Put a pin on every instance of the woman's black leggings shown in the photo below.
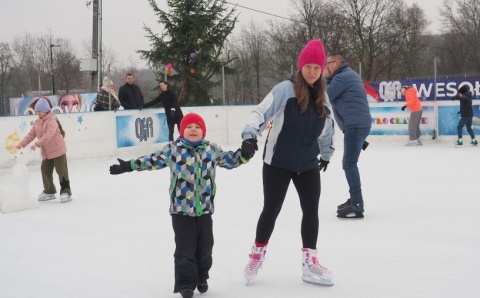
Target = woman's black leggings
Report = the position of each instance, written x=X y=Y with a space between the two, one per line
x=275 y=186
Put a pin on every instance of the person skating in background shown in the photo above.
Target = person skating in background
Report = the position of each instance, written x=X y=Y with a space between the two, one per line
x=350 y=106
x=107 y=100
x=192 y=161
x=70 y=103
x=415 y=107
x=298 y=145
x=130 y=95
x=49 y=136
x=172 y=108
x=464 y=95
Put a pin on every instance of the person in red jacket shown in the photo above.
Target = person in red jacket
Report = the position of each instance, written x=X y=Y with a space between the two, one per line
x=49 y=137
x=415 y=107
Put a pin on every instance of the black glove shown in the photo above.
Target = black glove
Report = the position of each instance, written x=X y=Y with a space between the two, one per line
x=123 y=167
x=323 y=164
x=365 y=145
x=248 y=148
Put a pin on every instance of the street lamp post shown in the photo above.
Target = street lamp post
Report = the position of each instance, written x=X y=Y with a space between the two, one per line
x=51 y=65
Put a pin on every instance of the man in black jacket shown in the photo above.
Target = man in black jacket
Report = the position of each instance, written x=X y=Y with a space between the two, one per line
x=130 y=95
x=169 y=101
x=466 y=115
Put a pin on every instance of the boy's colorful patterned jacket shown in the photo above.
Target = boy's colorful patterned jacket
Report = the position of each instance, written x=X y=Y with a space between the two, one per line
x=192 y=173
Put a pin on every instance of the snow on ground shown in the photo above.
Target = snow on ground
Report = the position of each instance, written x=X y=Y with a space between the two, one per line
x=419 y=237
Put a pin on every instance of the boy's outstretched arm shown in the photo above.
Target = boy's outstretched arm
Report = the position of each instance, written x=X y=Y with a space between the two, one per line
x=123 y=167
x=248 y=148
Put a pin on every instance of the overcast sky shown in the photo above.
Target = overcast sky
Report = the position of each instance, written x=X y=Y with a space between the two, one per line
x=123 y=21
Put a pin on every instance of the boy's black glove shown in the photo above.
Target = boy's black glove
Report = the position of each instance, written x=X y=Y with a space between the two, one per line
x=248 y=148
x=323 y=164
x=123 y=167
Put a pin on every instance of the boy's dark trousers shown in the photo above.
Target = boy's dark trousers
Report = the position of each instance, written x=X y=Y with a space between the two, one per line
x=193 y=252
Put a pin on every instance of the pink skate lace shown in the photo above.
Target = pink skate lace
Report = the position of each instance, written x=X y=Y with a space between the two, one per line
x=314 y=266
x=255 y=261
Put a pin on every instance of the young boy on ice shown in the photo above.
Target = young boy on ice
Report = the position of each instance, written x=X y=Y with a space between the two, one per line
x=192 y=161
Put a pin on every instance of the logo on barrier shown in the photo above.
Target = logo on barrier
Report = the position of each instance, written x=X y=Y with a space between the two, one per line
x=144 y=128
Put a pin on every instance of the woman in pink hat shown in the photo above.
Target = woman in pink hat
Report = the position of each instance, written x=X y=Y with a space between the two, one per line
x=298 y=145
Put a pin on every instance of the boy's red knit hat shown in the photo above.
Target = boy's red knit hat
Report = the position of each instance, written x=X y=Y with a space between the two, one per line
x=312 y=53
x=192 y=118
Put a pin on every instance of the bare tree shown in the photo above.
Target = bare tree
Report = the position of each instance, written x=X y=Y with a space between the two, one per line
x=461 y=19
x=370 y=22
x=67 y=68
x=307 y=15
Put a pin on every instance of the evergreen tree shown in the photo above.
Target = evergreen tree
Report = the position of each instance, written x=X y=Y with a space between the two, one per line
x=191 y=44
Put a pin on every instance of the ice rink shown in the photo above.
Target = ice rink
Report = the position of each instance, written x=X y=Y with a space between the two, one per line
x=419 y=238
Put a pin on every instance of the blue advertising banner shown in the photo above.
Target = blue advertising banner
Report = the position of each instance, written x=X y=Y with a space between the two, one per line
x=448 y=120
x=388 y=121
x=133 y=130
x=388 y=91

= EXERCISE DIRECTIONS =
Lay out the stretch of records from the line containing "Put a pin on every instance of the boy's dark" through the line containing "x=255 y=261" as a two-column CSV with headers instruction and response, one row per record. Put each record's text and its answer in a single quoted field, replacing line breaks with spaces.

= RESPONSE TO THE TASK =
instruction,response
"Put a pin on every instance of the boy's dark trousers shown in the photo above. Target = boy's dark trousers Report = the position of each instance, written x=X y=Y with a space between the two, one per line","x=193 y=252"
"Put a pin on every instance of the pink skate lace shown in the photo above. Target = pink skate lace Report = the position of each instance, written x=X y=Y with a space between the two, one per line","x=314 y=266 x=255 y=261"